Coordinate annotation entries:
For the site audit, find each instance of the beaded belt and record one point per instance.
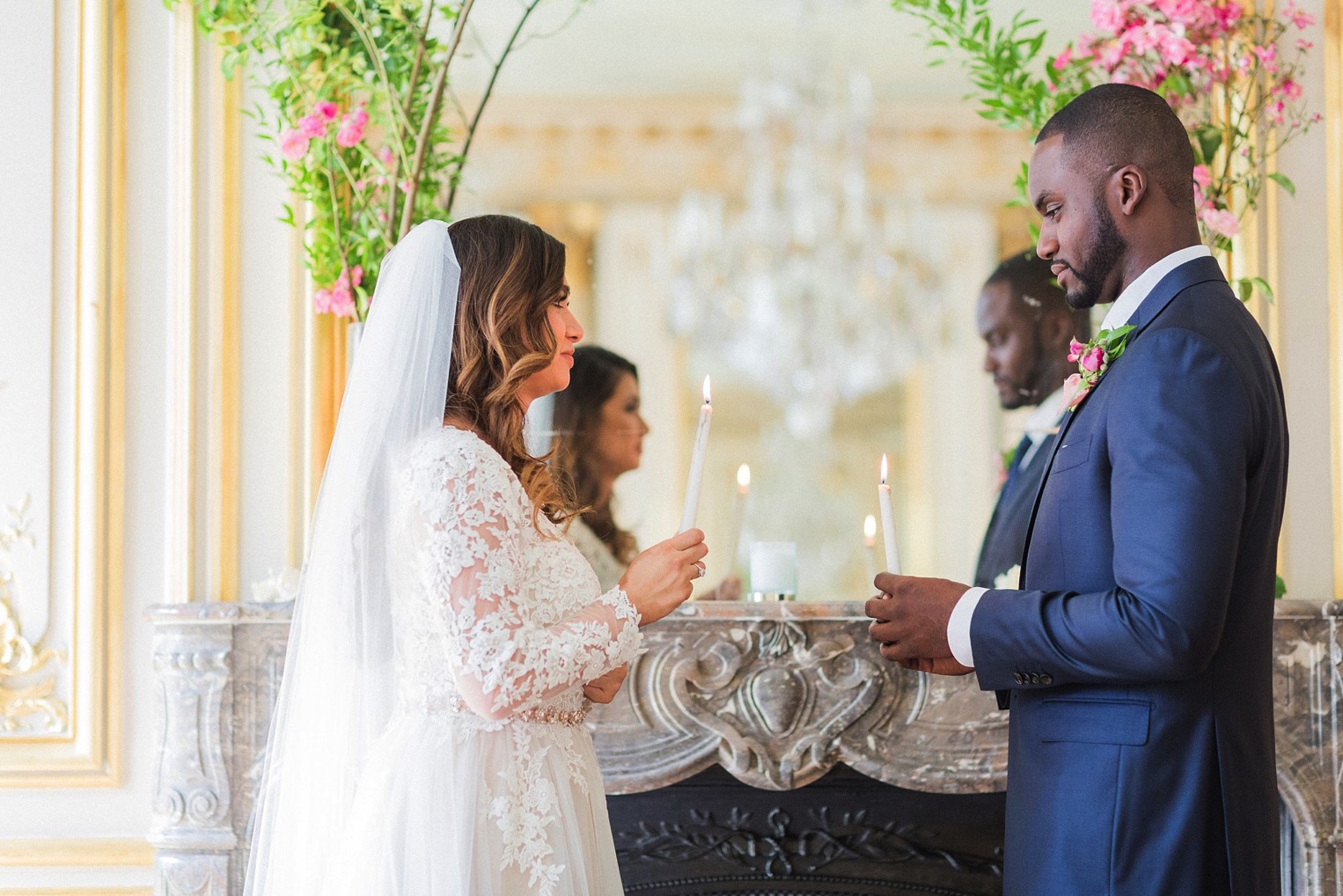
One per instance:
(540, 715)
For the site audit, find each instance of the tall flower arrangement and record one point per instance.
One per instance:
(370, 136)
(1233, 77)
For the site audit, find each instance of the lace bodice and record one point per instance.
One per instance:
(500, 617)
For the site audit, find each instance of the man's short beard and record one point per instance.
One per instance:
(1104, 255)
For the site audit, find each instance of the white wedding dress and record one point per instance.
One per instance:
(503, 617)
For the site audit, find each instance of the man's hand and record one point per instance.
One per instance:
(605, 688)
(909, 620)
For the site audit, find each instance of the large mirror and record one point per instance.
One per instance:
(789, 199)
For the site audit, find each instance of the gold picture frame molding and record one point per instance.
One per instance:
(89, 753)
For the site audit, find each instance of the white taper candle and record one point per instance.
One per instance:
(701, 441)
(888, 520)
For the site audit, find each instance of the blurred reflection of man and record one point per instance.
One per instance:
(1026, 327)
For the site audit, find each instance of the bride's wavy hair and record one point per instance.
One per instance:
(512, 273)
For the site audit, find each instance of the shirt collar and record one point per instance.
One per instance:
(1133, 297)
(1045, 416)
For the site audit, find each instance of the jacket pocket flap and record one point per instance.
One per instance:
(1095, 722)
(1072, 453)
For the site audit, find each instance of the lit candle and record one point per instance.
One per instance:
(701, 441)
(870, 543)
(739, 518)
(888, 520)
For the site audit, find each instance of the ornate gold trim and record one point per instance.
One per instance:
(180, 488)
(97, 852)
(1334, 212)
(224, 332)
(27, 672)
(87, 753)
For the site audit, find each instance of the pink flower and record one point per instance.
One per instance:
(293, 144)
(1075, 390)
(352, 128)
(1108, 15)
(341, 301)
(1288, 91)
(1220, 221)
(1176, 48)
(1228, 14)
(1266, 55)
(312, 125)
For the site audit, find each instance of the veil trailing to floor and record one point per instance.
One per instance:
(337, 688)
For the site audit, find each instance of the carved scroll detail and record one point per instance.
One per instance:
(27, 672)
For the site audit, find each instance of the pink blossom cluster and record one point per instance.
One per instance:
(349, 130)
(1090, 359)
(1143, 42)
(1220, 221)
(340, 298)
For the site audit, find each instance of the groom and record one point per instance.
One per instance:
(1138, 653)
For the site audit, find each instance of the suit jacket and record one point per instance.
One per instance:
(1139, 653)
(1005, 540)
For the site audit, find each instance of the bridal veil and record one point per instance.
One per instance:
(337, 688)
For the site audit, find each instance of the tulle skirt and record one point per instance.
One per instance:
(450, 804)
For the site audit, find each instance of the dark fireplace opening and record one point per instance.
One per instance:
(842, 834)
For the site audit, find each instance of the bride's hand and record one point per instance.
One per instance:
(660, 579)
(605, 688)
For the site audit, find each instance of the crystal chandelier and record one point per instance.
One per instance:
(810, 289)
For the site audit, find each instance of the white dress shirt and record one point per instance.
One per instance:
(1128, 301)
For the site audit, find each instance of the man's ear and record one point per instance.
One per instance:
(1128, 187)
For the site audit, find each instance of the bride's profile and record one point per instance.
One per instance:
(447, 637)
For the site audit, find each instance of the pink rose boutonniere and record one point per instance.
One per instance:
(1092, 360)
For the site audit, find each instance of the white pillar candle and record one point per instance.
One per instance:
(870, 543)
(739, 518)
(888, 520)
(701, 441)
(774, 567)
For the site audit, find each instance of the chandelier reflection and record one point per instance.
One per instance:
(811, 288)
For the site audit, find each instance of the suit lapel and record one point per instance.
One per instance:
(1192, 273)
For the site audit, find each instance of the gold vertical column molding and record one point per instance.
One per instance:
(224, 334)
(1334, 211)
(180, 487)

**REQUIRED TASK:** Copy all of the entries above word for word, leaving out the pictures.

**SOLVED EXERCISE:**
For the site audit, find each instance of the beaded belt and record one point per instance.
One per instance:
(540, 715)
For the site audit, find each instance of the tall flower arrangement and record one point per instance.
One per instance:
(370, 136)
(1233, 77)
For the site audit, find each instance of the lace bodice and record one point per instance.
One per instance:
(500, 617)
For the site audit, find each instance of the man's short beard and record one point per instance.
One per instance:
(1104, 255)
For the site audit, find each instance of the white wedding dress and record one point per instance.
One per instance:
(503, 617)
For the site audit, find each instance of the man's hand and record one point per instance.
One per instance:
(605, 688)
(909, 620)
For the site audit, find each instance of the large mirror and record one point per instance.
One per instance:
(789, 199)
For the site audit, find each instance of the gold picture frame molding and record one point per instance.
One per instance:
(89, 753)
For the site audit, find each instance of the white taper candle and record one point per instance.
One per instance:
(701, 441)
(888, 520)
For the site audit, find each instance of the blurred reflection of man and record one point per instance.
One per instance:
(1026, 327)
For the site audit, find each instance of the bride's wavy hair and record one point per instance.
One per instance:
(512, 273)
For the site audit, find each instance of the shirt collar and record one point per instance.
One per instance:
(1133, 297)
(1045, 416)
For the site audit, find each instance of the jacket pocket flap and record one point per instance.
One per instance:
(1095, 722)
(1072, 453)
For the site audit, find each instance of the lit candle and record one point per instance.
One per instance:
(701, 441)
(870, 543)
(739, 518)
(888, 520)
For the site audit, find each instance of the ornate gold trim and record one point per instance.
One per instance:
(180, 488)
(97, 852)
(1334, 212)
(224, 332)
(27, 672)
(87, 753)
For the site audit, find each instance of the pink flower and record one point per instance.
One per instance:
(293, 144)
(1075, 390)
(352, 128)
(1108, 15)
(341, 301)
(1288, 91)
(1220, 221)
(1176, 48)
(1228, 14)
(1266, 55)
(312, 125)
For the site audit, find each instance of the veil trailing to floor and record one point per instance.
One per instance:
(337, 688)
For the site audit, find each instance of the carved scroll detail and record one point per instance.
One per instance:
(27, 672)
For the site audit, find each instance of the pink blossom cluster and record one point per instance.
One per instance:
(349, 130)
(1090, 359)
(1143, 42)
(1220, 221)
(340, 298)
For the site audit, find each instance of the groom and record one point per instance.
One per instance:
(1138, 653)
For the site audit, find each instance of the suit jacket and record one point per instance.
One per instance:
(1139, 653)
(1005, 540)
For the site audit, find each instance of the bridal veil and record one point per instance.
One per instance:
(337, 688)
For the site audit, find each instance of the tulle skirt and record one point per instance.
One per instance:
(450, 804)
For the site audit, find each instance of the dark fireplace opening and record one point per instance.
One per instance:
(842, 834)
For the site audit, find each instance of the bride's hand and record one point per instance.
One per instance:
(660, 579)
(605, 688)
For the site audit, find each instance of the crystal chandelier and record one point per instance.
One per instance:
(810, 289)
For the site audit, find each instance of the white dress shirt and record one point per instance.
One per instance:
(1128, 301)
For the site audit, find each instance of the man's ear and record one point per instance.
One per instance:
(1128, 187)
For the site audit, find each instance of the bride's profile and record one point per instance.
One per instance:
(447, 637)
For the site audit, find each instance of the pink rose boutonniere and record one point per instance.
One per instance:
(1092, 360)
For the site audit, find each instance of the white pillar candle and record one point per instance.
One per instance:
(870, 543)
(739, 518)
(888, 520)
(701, 441)
(774, 567)
For the site audit, find each instance of the chandelier reflection and record one point per instance.
One per instance:
(811, 288)
For the site audit, find each instance of the suit lapel and record one point per instance.
One per instance:
(1192, 273)
For the site audit, find each instance of the gold vertical column molding and record one point per instance.
One per instance:
(224, 334)
(1334, 211)
(180, 487)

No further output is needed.